### Page text

┌──

All things connected with peedauntals, the N.Z. Director said, had been unnecessarily enlarged.
In spite of setbacks the Company (now emerged from bankruptcy owing to the generosity of Ned Cat the two-toned tycoon) has the future well in hand and is confident of the pleasing shape of things to come.
NEWS FLASH.
The movements of potatoes around the country have been prohibited since it was discovered that the common potato is some distant relative of the Carnivorous Plant. Hotels have been asked to refuse accommodation to all potatoes of whatever skin or shape.
Ha. Ha.
This is a silly letter but it’s saying hello to you all which I like to do.
The colours on your new painting are quite different today, B. There are rivers of light in the background. I think I’ve said this before (I’m old and fuddled . . . ) but your paintings are so much tomorrow and yesterday as well as now—this sounds pretentious from me—but one does have such a strong sense of complete time. Any people caught in a pose inevitably make one (me) think of the Grecian Urn, ‘bold lover never never can’st thou kiss and she be fair’
or something like that,
but here there’s no arrested quality—though it’s still it’s moving—I’m probably all out of focus and I don’t know about painting, I only know (as they say) what I feel. This man and this woman are already dead and yet they’re going to be born. It’s a happy picture though. The woman’s Y looks like a palm tree and the man’s P looks like Stonehenge!
Near the end of the page.
It’s grim here—I’m full of complaints—people write to me—people I don’t know—asking advice, giving details of their mental and emotional unhappiness. I shouldn’t have had the radio interview because this seems to have prompted quite a few letters from people who are certain I will ‘understand’.
is Ned Cat the two-toned tycoon speaking, just a moment and I’ll call Bill and Paul from the geranium and finch patio. Well, they’re busy with peanut butter just now.
81. Dunedin July 13
Dear ‘Strange and freeing blades,’
‘What an extraordinary mode of address’, he said, between peanut-butters—or maybe you have some new patio food? I ask this because I know that the only certainty in this life is Change.

└──

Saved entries
┌──

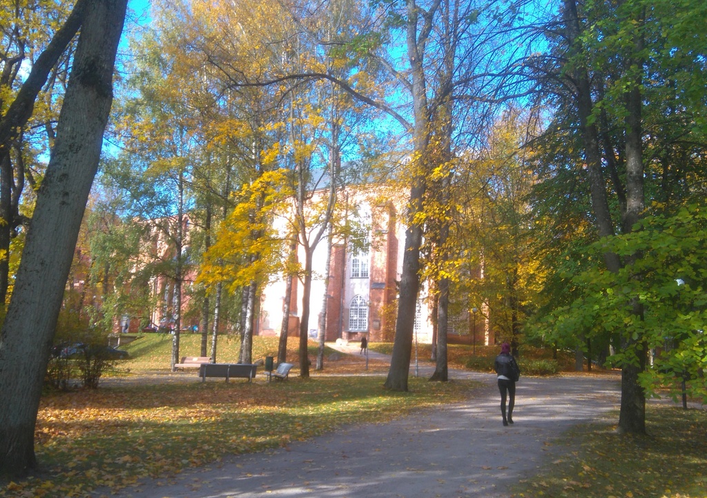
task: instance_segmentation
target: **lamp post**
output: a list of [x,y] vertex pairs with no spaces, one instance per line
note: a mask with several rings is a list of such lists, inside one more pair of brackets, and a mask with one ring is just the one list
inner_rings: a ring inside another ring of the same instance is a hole
[[472,328],[472,341],[474,343],[473,355],[477,355],[477,312],[479,308],[474,307],[472,308],[472,314],[474,316],[474,327]]

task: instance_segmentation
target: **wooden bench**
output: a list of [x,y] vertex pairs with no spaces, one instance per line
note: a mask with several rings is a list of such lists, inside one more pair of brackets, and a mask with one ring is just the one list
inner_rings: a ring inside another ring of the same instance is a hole
[[202,363],[209,363],[211,359],[208,356],[182,356],[182,361],[175,363],[175,368],[199,368]]
[[233,377],[241,377],[250,382],[257,367],[248,363],[204,363],[199,367],[199,377],[202,382],[206,381],[206,377],[225,377],[226,382]]
[[267,381],[269,382],[273,377],[279,379],[280,380],[287,379],[287,376],[290,374],[290,369],[293,367],[294,365],[291,363],[281,363],[277,366],[277,369],[275,372],[266,372],[265,374],[267,376]]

└──

### About this task
List every plant named in the letter. The saved entries have no connection to the letter.

### Worked solution
potato, Carnivorous Plant, palm tree, geranium